Task details: In the stretch of rows from the line containing "Tag one point on every instance of the parked" through the end of the rows, substitute "round window" for "arched window" and leave everything else unchanged. Give back only that stretch.

Excerpts from point annotation data
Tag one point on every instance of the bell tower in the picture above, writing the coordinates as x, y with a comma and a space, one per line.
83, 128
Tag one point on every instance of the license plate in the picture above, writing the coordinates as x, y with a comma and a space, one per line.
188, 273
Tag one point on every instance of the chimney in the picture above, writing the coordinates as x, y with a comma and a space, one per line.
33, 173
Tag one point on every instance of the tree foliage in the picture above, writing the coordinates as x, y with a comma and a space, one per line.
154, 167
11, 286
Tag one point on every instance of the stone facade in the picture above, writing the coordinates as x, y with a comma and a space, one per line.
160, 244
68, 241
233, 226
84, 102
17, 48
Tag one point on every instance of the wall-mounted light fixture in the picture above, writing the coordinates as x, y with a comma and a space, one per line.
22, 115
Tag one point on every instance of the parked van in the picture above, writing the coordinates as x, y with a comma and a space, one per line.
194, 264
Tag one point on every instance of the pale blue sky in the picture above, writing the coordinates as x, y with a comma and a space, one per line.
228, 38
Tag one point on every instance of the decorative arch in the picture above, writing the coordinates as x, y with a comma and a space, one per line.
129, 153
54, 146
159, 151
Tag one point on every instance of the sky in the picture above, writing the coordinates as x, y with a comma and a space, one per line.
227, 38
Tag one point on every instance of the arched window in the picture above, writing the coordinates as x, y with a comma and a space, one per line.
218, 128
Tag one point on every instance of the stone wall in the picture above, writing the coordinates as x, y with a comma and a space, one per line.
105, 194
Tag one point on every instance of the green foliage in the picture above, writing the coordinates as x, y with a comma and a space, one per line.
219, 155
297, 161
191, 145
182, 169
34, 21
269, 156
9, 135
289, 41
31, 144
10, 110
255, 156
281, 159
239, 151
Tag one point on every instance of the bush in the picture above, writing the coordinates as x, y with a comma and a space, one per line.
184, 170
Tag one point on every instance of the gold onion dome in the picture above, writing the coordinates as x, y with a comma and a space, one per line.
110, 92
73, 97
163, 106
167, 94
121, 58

Full output:
Tag one point on every instance of the parked van in the picture above, writing the coordinates as x, y with a comma and a space, one per line.
194, 264
Tag one point on every instance of the pale blue sky in the picture above, writing the coordinates as x, y with a comma and a space, one per line.
228, 38
Tag one point on every instance of the decorative arch in the picture above, writing the coordinates as x, y with a comma and a space, one per line.
129, 153
54, 146
159, 151
Tag one point on every instance of the sky in the picture above, writing the coordinates as x, y with a comma and a space, one per line.
227, 38
Tag one point on every instance of the round window in the picture above, writing the coordinates as x, y with a comma and a space, one per line.
218, 128
Tag one point on every instance of the stone wall in the picture above, writing the coordinates as x, y with a comma and a space, one per line.
105, 194
Tag one point on every instance of the green foliage in the picture above, writing the coordinates as x, y with a comma and a space, one per line.
219, 155
297, 161
191, 145
182, 169
34, 21
269, 156
9, 135
289, 41
31, 144
10, 110
255, 156
281, 159
239, 151
Tag one point on every instance of the bush in the picture above, writing the coordinates as x, y with a comma and a space, one per line.
184, 170
Tag one point on every instance of the gold onion dome in the picture above, writing the coordinates as x, y with a comma and a space, one per line.
110, 92
73, 97
163, 106
167, 94
121, 58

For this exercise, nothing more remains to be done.